Task directions:
Reproduce the listing below, beginning at its first line and stopping after the line that contains "774 143 L 768", with the requests included. Multiply every polygon vertex coordinate in the answers by 0.95 and round each result to a whole number, rounding halves up.
----
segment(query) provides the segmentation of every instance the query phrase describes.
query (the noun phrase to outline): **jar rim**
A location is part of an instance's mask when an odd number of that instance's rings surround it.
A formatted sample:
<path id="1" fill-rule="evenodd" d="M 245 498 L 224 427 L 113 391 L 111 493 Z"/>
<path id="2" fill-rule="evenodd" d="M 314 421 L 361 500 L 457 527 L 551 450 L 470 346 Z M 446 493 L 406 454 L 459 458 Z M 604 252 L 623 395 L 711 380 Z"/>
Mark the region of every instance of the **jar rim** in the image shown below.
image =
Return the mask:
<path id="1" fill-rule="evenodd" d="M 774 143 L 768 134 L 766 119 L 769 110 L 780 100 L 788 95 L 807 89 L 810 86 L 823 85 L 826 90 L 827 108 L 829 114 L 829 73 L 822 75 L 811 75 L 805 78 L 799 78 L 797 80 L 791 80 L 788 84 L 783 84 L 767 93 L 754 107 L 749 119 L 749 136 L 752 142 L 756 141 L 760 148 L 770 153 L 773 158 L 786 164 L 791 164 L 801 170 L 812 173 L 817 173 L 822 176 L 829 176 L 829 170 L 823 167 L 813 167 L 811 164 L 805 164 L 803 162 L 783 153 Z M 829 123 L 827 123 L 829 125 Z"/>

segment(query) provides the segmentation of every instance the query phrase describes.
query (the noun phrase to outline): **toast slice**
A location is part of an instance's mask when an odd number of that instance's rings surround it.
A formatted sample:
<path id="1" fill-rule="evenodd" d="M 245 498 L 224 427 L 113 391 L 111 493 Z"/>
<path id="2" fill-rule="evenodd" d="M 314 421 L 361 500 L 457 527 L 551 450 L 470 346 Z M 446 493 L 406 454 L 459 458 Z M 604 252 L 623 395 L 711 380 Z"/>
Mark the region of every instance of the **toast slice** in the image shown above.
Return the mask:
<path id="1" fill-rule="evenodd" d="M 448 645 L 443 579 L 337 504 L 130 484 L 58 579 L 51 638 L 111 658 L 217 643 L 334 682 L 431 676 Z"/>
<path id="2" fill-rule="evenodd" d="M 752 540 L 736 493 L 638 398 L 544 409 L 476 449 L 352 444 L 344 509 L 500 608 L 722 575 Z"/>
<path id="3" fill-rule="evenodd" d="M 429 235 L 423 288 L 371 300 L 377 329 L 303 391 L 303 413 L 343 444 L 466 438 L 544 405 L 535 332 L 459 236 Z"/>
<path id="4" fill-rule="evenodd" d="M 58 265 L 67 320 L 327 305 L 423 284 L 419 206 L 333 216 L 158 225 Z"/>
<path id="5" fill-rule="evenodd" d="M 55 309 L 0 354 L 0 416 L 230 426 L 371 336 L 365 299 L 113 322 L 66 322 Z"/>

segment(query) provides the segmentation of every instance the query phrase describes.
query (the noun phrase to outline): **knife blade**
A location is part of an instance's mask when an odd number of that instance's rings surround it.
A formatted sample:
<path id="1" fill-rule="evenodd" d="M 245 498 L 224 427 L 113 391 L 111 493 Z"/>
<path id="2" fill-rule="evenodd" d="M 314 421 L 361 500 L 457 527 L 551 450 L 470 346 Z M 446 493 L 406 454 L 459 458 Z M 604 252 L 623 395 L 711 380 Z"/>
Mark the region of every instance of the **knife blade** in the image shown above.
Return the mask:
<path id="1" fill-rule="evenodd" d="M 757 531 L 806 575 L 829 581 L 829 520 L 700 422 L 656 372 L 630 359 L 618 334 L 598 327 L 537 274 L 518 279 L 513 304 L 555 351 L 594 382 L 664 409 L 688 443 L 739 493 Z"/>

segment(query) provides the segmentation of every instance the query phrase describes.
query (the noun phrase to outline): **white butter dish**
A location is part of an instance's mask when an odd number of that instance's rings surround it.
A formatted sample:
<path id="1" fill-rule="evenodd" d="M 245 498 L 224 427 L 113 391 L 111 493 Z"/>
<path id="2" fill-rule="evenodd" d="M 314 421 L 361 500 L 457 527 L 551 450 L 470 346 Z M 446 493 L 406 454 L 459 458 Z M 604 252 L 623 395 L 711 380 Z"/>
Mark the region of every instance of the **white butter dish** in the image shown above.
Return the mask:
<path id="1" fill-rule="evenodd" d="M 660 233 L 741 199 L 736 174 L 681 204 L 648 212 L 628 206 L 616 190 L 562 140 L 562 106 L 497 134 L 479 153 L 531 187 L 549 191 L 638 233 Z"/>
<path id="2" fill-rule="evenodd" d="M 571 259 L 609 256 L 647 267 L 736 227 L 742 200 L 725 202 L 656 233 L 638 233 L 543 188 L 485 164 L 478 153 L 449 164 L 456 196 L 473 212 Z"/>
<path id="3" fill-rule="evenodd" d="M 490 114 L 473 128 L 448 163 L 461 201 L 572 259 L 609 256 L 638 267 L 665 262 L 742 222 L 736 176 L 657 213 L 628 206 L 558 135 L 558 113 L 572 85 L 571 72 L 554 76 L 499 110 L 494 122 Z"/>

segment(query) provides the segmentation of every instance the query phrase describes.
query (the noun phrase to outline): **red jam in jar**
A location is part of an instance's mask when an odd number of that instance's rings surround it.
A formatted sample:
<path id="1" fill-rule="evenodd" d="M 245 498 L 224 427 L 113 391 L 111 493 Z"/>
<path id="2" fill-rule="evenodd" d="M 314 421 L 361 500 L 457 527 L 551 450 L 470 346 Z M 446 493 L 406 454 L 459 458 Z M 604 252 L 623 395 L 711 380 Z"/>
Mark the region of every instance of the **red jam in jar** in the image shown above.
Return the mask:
----
Result for this task:
segment(query) provides the segmentation of every instance the query phrase describes.
query (the noun phrase to outline): **jar rim**
A location is part of an instance's mask when an odd number of that instance's rings surround it.
A formatted sample:
<path id="1" fill-rule="evenodd" d="M 245 498 L 224 427 L 113 391 L 111 493 Z"/>
<path id="2" fill-rule="evenodd" d="M 314 421 L 361 500 L 457 527 L 551 450 L 470 346 Z M 446 493 L 406 454 L 459 458 Z M 604 252 L 623 395 L 711 380 Z"/>
Mark the region of every instance of the **jar rim** in the image shown below.
image =
Return the mask:
<path id="1" fill-rule="evenodd" d="M 735 136 L 730 127 L 728 113 L 731 105 L 741 95 L 749 90 L 767 85 L 770 82 L 782 81 L 785 86 L 786 103 L 788 108 L 788 69 L 781 71 L 770 71 L 765 74 L 759 74 L 757 76 L 751 76 L 749 80 L 744 80 L 729 88 L 716 102 L 712 113 L 712 129 L 714 135 L 718 134 L 722 141 L 732 145 L 734 150 L 747 156 L 751 156 L 761 162 L 771 164 L 776 164 L 781 167 L 788 167 L 788 162 L 782 159 L 772 159 L 770 156 L 765 156 L 763 154 L 744 145 Z M 788 117 L 786 117 L 788 119 Z"/>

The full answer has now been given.